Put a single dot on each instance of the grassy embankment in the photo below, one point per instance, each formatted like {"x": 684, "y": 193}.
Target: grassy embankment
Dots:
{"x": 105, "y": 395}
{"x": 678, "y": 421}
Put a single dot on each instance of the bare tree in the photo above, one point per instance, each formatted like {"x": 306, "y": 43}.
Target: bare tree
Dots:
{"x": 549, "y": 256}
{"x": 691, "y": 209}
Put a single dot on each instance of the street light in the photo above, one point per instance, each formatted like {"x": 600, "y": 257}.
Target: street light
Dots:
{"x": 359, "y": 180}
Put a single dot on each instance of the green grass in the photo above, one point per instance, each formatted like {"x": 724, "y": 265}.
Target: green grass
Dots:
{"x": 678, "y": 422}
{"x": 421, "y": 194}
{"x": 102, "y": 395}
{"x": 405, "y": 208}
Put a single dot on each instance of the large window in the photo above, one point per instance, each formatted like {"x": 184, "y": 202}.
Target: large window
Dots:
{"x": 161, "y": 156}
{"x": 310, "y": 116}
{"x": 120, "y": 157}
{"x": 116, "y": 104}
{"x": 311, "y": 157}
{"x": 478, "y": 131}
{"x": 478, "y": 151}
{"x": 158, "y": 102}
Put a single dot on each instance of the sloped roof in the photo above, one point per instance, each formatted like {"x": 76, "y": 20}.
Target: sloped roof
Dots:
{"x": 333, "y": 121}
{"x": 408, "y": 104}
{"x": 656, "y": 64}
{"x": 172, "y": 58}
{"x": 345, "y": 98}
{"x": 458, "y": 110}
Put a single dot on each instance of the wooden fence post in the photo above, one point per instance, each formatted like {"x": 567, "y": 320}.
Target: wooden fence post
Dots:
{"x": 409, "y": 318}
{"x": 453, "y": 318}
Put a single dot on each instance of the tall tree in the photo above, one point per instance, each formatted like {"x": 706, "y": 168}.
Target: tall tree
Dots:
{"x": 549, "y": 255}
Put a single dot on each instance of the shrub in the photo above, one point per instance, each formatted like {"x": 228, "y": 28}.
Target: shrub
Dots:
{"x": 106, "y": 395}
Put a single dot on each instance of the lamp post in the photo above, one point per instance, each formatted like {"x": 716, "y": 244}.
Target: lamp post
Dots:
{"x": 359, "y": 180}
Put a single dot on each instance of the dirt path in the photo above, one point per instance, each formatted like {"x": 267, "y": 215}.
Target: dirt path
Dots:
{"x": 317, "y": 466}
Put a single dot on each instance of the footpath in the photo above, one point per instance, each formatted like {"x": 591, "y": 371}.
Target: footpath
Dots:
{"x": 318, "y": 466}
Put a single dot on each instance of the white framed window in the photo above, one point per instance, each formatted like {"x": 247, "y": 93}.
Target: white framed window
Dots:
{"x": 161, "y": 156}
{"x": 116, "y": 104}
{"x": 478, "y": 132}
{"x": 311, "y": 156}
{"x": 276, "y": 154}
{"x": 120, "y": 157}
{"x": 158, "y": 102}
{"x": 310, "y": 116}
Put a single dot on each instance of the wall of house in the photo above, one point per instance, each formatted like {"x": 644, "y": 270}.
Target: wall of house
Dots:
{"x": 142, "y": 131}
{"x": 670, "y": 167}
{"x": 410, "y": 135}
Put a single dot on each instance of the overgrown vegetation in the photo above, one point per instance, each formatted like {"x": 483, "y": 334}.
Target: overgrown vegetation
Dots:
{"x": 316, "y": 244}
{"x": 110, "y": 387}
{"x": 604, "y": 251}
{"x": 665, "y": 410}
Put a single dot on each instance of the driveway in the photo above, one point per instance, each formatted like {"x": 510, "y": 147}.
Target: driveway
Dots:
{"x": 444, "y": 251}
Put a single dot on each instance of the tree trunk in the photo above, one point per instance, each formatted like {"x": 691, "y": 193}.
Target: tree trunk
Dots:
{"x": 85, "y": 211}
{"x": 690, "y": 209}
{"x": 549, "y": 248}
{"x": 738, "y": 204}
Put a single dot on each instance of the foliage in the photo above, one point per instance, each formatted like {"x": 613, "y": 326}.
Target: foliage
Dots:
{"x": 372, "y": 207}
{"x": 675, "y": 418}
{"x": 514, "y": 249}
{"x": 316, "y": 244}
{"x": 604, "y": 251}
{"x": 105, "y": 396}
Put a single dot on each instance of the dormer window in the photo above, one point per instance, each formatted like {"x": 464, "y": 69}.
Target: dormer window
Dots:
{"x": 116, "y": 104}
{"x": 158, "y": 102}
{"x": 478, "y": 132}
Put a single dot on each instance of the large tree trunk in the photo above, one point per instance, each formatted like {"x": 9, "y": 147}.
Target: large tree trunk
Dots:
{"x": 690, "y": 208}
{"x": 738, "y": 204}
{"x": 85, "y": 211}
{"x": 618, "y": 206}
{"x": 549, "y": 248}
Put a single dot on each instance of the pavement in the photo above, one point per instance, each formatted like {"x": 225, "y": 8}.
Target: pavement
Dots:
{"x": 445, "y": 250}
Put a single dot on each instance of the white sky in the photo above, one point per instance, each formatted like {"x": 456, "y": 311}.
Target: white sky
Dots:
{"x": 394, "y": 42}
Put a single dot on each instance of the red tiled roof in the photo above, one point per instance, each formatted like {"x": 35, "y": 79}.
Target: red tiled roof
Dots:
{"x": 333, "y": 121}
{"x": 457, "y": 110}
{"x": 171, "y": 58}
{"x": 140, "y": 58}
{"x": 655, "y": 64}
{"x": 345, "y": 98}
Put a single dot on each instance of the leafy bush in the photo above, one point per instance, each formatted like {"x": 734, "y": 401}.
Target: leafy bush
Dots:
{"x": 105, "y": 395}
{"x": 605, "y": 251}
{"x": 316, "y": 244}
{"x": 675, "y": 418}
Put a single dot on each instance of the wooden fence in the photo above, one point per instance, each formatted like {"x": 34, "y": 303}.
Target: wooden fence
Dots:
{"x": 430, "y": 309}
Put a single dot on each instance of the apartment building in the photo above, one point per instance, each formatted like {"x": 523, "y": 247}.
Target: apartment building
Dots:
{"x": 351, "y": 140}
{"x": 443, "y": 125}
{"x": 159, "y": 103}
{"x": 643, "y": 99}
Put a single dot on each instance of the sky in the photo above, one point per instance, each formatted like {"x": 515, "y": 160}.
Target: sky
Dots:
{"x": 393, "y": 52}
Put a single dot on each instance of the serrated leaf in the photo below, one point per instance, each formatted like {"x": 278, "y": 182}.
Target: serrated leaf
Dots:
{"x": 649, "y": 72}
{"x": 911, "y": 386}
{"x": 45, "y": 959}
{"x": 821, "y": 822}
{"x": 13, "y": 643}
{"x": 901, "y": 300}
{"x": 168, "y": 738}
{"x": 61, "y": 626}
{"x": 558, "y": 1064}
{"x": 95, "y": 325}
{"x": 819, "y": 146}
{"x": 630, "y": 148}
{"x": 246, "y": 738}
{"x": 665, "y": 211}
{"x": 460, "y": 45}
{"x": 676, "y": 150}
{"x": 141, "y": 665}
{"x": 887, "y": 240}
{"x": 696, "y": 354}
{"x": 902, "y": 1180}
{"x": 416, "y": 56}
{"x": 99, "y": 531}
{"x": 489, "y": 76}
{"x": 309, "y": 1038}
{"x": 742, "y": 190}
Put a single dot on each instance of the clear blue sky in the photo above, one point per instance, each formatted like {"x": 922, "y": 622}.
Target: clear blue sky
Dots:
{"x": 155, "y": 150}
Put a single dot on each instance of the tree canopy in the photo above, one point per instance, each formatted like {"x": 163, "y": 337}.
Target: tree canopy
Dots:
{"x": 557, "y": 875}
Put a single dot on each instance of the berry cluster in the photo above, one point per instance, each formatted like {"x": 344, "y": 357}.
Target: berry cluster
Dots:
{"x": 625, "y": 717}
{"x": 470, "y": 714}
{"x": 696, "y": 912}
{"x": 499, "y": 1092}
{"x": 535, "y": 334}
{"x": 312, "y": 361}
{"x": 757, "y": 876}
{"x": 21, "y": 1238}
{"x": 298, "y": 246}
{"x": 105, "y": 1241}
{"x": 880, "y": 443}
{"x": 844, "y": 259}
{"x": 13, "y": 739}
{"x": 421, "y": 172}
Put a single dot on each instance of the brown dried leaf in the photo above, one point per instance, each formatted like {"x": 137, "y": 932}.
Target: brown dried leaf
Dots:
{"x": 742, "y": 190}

Problem requirements
Give as a JSON list of strings, one string per line with blank lines left out, the lines of the records starting with the line that contains "Put a single dot on each instance of the tree canopy" and going on through the end of the records.

Result of this task
[
  "Put a single dot on each instance of the tree canopy in the photo above, one point per instance, each formatted like {\"x\": 163, \"y\": 337}.",
  "Target: tree canopy",
  "Dots:",
  "{\"x\": 557, \"y\": 875}",
  "Put a single dot on each instance of the berry cluster in the photo above, one point per instance, each formatted like {\"x\": 344, \"y\": 357}.",
  "Target: berry cluster",
  "Dots:",
  "{\"x\": 625, \"y\": 717}",
  "{\"x\": 470, \"y\": 714}",
  "{\"x\": 696, \"y\": 912}",
  "{\"x\": 499, \"y\": 1092}",
  "{\"x\": 535, \"y\": 334}",
  "{\"x\": 312, \"y\": 361}",
  "{\"x\": 757, \"y\": 876}",
  "{\"x\": 21, \"y\": 1238}",
  "{\"x\": 298, \"y\": 246}",
  "{\"x\": 105, \"y\": 1241}",
  "{\"x\": 880, \"y\": 443}",
  "{\"x\": 844, \"y\": 259}",
  "{\"x\": 13, \"y\": 739}",
  "{\"x\": 421, \"y\": 172}",
  "Put a single dot on each instance of the brown dried leaf in the photo above, one point per instance, each formatted like {\"x\": 137, \"y\": 932}.",
  "Target: brown dried leaf",
  "Dots:",
  "{\"x\": 742, \"y\": 190}"
]